**TASK**
Transcribe only the last portion of the material: exactly the lines from the one with "Annotation task — pin every instance of the empty stadium" through the end, inclusive.

-=-=-=-=-

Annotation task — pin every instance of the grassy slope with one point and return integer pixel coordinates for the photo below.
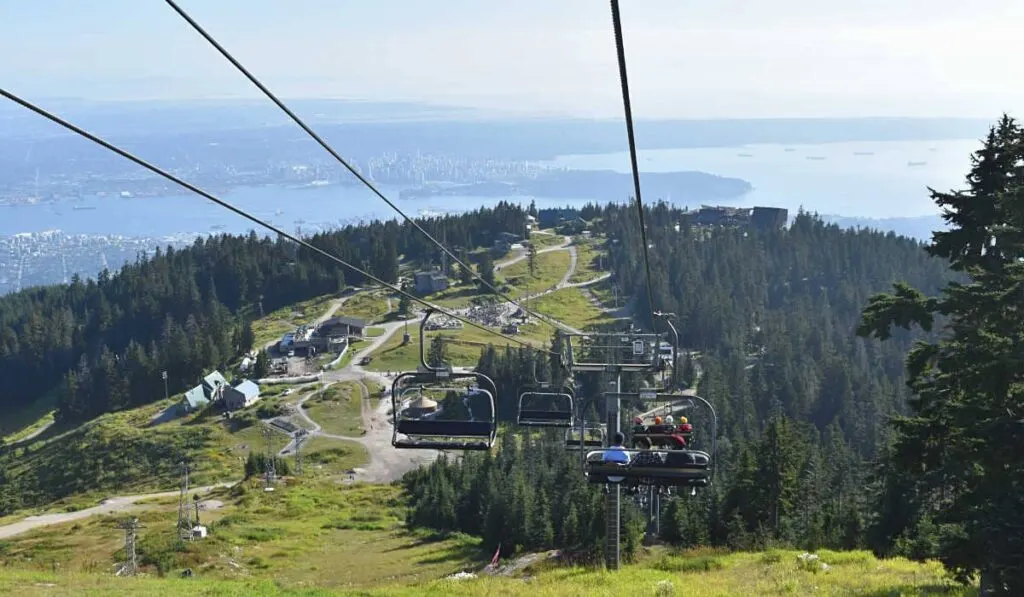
(120, 454)
(700, 573)
(307, 532)
(393, 356)
(550, 268)
(588, 252)
(338, 411)
(571, 307)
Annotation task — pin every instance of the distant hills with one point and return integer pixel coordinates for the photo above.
(364, 128)
(601, 185)
(920, 227)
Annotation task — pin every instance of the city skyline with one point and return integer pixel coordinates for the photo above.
(687, 59)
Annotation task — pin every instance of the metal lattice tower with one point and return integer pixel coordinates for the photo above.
(269, 474)
(130, 567)
(300, 437)
(184, 510)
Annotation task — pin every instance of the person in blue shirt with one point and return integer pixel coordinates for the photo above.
(616, 453)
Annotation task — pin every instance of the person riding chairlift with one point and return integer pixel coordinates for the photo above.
(616, 453)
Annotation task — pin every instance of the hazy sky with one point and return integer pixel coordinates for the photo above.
(688, 58)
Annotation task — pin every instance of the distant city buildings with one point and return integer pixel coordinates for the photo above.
(54, 257)
(430, 282)
(759, 217)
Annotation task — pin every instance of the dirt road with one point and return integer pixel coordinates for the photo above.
(110, 506)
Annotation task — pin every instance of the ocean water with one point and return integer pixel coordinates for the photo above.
(860, 179)
(850, 179)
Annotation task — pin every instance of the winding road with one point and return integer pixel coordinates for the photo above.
(109, 506)
(386, 464)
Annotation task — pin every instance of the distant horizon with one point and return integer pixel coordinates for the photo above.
(466, 110)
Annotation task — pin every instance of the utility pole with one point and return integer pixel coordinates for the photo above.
(612, 502)
(130, 567)
(300, 438)
(269, 474)
(184, 522)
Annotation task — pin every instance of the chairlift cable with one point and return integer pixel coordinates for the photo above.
(157, 170)
(628, 108)
(255, 81)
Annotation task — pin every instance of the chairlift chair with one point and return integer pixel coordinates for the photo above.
(587, 437)
(431, 433)
(530, 413)
(683, 467)
(677, 468)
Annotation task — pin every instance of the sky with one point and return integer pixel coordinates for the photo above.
(687, 58)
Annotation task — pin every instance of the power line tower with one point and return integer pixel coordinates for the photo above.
(300, 437)
(184, 514)
(269, 474)
(130, 567)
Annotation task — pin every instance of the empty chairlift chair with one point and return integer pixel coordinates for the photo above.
(546, 409)
(429, 429)
(588, 437)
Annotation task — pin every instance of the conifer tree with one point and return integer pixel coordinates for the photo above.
(963, 443)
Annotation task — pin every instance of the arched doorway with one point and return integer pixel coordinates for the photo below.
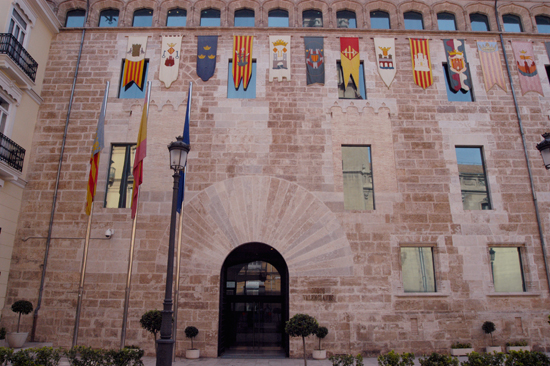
(253, 303)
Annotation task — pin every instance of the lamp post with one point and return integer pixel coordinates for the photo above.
(165, 345)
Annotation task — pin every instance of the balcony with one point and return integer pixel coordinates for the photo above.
(10, 47)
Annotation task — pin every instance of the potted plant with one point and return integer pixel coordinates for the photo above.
(461, 349)
(191, 332)
(320, 354)
(489, 328)
(301, 325)
(17, 339)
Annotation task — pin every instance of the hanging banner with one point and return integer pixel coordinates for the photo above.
(207, 47)
(280, 57)
(489, 58)
(457, 65)
(422, 66)
(384, 48)
(169, 59)
(529, 79)
(315, 60)
(134, 66)
(242, 60)
(349, 59)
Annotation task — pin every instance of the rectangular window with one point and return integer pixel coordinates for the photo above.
(417, 269)
(506, 268)
(118, 193)
(357, 174)
(351, 91)
(473, 179)
(241, 93)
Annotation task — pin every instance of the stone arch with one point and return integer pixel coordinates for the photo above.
(420, 8)
(266, 210)
(484, 9)
(347, 5)
(452, 8)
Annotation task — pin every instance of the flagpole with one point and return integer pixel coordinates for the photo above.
(82, 276)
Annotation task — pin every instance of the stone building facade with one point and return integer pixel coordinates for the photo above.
(265, 188)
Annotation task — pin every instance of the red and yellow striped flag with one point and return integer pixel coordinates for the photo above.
(96, 150)
(141, 151)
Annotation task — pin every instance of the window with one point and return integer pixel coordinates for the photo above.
(277, 18)
(351, 91)
(132, 90)
(446, 21)
(461, 95)
(346, 19)
(143, 18)
(118, 193)
(244, 18)
(75, 18)
(241, 93)
(473, 180)
(312, 18)
(379, 20)
(512, 23)
(479, 22)
(176, 18)
(413, 20)
(543, 23)
(506, 268)
(210, 18)
(108, 18)
(417, 269)
(357, 175)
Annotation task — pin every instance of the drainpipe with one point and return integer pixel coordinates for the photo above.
(56, 189)
(518, 114)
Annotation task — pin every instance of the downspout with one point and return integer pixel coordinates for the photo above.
(518, 113)
(56, 189)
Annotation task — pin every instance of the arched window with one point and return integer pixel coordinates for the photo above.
(210, 18)
(277, 18)
(244, 18)
(75, 18)
(346, 19)
(413, 20)
(479, 22)
(108, 18)
(379, 20)
(143, 18)
(512, 23)
(543, 23)
(446, 21)
(312, 18)
(176, 17)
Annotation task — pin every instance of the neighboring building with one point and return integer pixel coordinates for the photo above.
(400, 217)
(28, 27)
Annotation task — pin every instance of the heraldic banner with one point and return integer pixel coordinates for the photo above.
(529, 79)
(384, 48)
(242, 60)
(490, 64)
(422, 66)
(457, 65)
(315, 60)
(207, 47)
(349, 59)
(280, 58)
(134, 67)
(169, 61)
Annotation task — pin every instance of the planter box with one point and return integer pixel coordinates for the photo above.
(461, 351)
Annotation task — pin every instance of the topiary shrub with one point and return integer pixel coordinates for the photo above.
(301, 325)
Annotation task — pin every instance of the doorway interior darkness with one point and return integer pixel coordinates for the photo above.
(253, 303)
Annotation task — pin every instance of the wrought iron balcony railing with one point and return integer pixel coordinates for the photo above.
(15, 50)
(11, 153)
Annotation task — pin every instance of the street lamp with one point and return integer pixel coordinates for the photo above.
(165, 345)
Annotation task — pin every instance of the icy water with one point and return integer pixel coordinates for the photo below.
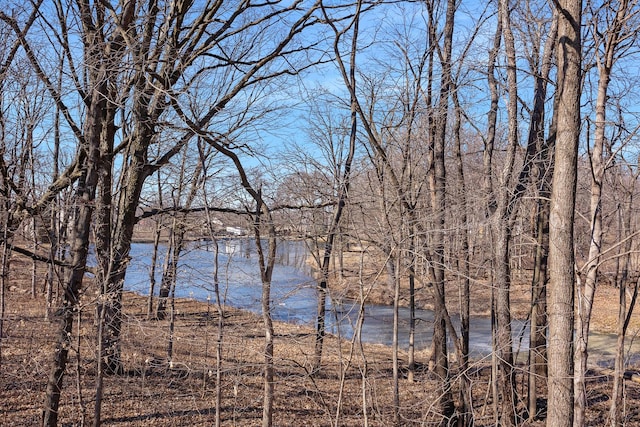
(294, 296)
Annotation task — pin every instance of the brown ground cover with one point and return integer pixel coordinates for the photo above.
(153, 393)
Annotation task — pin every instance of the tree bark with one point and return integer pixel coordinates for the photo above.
(561, 251)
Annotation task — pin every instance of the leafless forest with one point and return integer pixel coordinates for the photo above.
(473, 158)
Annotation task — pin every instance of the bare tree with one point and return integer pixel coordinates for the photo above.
(617, 32)
(561, 255)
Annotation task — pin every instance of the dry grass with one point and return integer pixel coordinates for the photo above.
(154, 393)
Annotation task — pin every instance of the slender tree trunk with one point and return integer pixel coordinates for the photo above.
(465, 398)
(343, 194)
(394, 345)
(561, 251)
(616, 410)
(73, 282)
(153, 267)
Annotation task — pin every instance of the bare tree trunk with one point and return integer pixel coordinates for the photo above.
(586, 295)
(561, 251)
(465, 398)
(153, 267)
(343, 194)
(395, 258)
(616, 414)
(73, 282)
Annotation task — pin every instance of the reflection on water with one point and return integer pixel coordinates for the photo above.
(294, 297)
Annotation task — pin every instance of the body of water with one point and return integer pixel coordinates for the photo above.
(294, 296)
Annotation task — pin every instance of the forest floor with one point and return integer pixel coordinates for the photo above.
(154, 392)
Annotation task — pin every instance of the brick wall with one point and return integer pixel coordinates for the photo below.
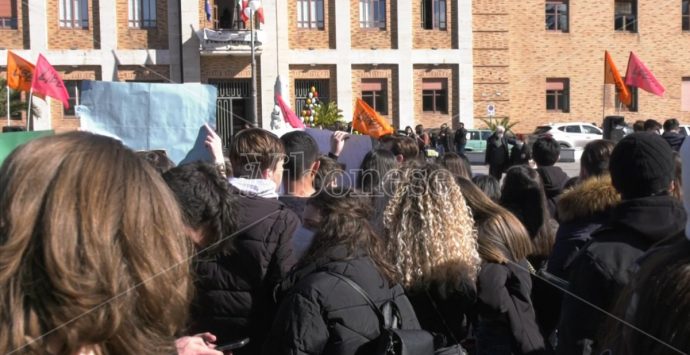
(365, 38)
(64, 38)
(304, 38)
(534, 54)
(17, 38)
(60, 122)
(147, 73)
(140, 38)
(435, 38)
(444, 72)
(389, 73)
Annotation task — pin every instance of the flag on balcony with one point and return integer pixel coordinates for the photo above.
(46, 81)
(19, 72)
(246, 11)
(367, 121)
(288, 115)
(207, 8)
(640, 76)
(612, 76)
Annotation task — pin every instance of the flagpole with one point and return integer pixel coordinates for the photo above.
(28, 111)
(8, 105)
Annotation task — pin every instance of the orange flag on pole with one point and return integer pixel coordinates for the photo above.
(19, 72)
(612, 76)
(47, 81)
(367, 121)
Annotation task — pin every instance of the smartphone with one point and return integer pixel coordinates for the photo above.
(234, 345)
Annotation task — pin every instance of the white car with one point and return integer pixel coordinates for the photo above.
(569, 135)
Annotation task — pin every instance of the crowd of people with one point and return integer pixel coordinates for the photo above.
(266, 250)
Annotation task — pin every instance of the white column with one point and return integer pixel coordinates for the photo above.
(343, 44)
(108, 43)
(405, 68)
(465, 67)
(190, 48)
(174, 40)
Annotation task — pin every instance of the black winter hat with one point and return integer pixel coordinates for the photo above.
(641, 165)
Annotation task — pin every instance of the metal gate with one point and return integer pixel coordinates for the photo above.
(232, 106)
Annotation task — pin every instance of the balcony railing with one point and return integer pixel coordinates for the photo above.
(229, 41)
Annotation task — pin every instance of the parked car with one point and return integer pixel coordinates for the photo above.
(568, 135)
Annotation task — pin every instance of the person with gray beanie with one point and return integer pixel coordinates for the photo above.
(641, 168)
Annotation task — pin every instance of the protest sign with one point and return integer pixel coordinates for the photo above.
(147, 116)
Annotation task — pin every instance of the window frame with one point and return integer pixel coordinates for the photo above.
(137, 16)
(439, 17)
(67, 20)
(436, 95)
(557, 15)
(312, 21)
(370, 21)
(370, 96)
(561, 98)
(629, 20)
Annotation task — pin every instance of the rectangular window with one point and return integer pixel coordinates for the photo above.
(374, 93)
(302, 90)
(557, 15)
(633, 104)
(74, 14)
(557, 95)
(72, 87)
(372, 14)
(434, 14)
(435, 95)
(310, 14)
(8, 14)
(142, 13)
(685, 95)
(685, 14)
(626, 15)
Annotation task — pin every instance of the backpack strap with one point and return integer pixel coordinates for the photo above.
(382, 319)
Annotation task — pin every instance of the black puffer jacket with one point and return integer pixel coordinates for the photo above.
(507, 322)
(324, 315)
(234, 291)
(582, 210)
(603, 267)
(554, 180)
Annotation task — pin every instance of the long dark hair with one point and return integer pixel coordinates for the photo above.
(344, 221)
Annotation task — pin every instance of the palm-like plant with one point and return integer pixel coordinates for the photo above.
(327, 115)
(17, 105)
(503, 121)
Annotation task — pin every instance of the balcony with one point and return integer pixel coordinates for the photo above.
(229, 42)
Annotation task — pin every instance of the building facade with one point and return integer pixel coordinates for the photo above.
(543, 61)
(411, 60)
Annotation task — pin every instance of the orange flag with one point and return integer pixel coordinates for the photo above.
(611, 76)
(19, 72)
(369, 122)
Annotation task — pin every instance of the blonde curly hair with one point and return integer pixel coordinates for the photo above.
(430, 230)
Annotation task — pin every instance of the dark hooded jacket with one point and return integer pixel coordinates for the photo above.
(322, 314)
(234, 290)
(582, 210)
(507, 323)
(675, 140)
(603, 267)
(554, 180)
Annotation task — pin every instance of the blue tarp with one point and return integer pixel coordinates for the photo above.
(147, 116)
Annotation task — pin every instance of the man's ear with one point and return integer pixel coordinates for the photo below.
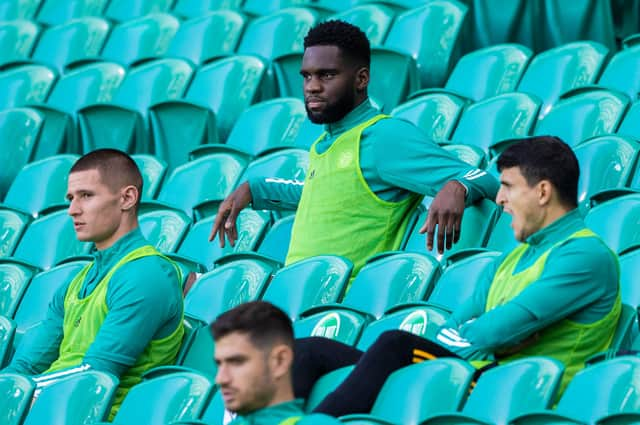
(129, 197)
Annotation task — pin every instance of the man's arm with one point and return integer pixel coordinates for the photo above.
(144, 302)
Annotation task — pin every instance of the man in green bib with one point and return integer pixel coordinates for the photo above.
(367, 171)
(554, 295)
(254, 354)
(123, 312)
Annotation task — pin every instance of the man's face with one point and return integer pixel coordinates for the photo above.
(521, 201)
(95, 209)
(330, 84)
(244, 376)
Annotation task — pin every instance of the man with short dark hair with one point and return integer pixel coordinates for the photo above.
(554, 295)
(122, 313)
(367, 171)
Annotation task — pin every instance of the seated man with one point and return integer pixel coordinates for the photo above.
(554, 295)
(122, 313)
(254, 354)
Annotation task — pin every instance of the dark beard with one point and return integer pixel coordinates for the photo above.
(333, 112)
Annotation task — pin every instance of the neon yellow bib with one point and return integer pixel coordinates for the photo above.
(338, 213)
(84, 317)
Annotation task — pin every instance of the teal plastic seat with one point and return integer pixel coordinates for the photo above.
(167, 398)
(200, 39)
(74, 90)
(216, 97)
(451, 377)
(597, 394)
(15, 397)
(83, 397)
(126, 10)
(523, 385)
(25, 84)
(615, 222)
(413, 33)
(70, 42)
(164, 228)
(120, 123)
(263, 128)
(55, 228)
(27, 192)
(57, 12)
(17, 40)
(591, 113)
(609, 161)
(490, 121)
(436, 114)
(153, 171)
(15, 279)
(13, 224)
(556, 71)
(203, 183)
(309, 283)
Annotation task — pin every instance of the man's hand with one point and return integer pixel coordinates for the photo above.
(445, 211)
(228, 211)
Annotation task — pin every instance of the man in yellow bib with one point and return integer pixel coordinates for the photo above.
(123, 312)
(367, 171)
(554, 295)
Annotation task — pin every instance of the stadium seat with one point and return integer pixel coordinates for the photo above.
(153, 171)
(57, 229)
(21, 9)
(74, 90)
(477, 221)
(437, 386)
(600, 390)
(25, 84)
(609, 161)
(251, 227)
(120, 123)
(83, 397)
(436, 114)
(523, 385)
(490, 121)
(126, 10)
(15, 278)
(16, 391)
(141, 39)
(71, 42)
(622, 73)
(27, 192)
(17, 39)
(165, 398)
(218, 94)
(203, 183)
(208, 37)
(556, 71)
(12, 224)
(58, 12)
(615, 222)
(262, 128)
(164, 228)
(591, 113)
(309, 283)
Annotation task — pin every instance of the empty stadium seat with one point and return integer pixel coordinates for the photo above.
(16, 391)
(83, 397)
(437, 386)
(208, 37)
(436, 114)
(590, 113)
(556, 71)
(309, 283)
(218, 94)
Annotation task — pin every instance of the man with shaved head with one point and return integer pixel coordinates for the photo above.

-=-=-=-=-

**YOUR RESPONSE**
Annotation task — pin every instance of the empty stadium seat with one point and return integer pixel coordinates for the photo above.
(16, 391)
(83, 397)
(437, 386)
(208, 37)
(436, 114)
(590, 113)
(556, 71)
(309, 283)
(218, 94)
Annotation task — pin every instance of the man with shaved head with one point and return integer pixel coordinates for the photo above.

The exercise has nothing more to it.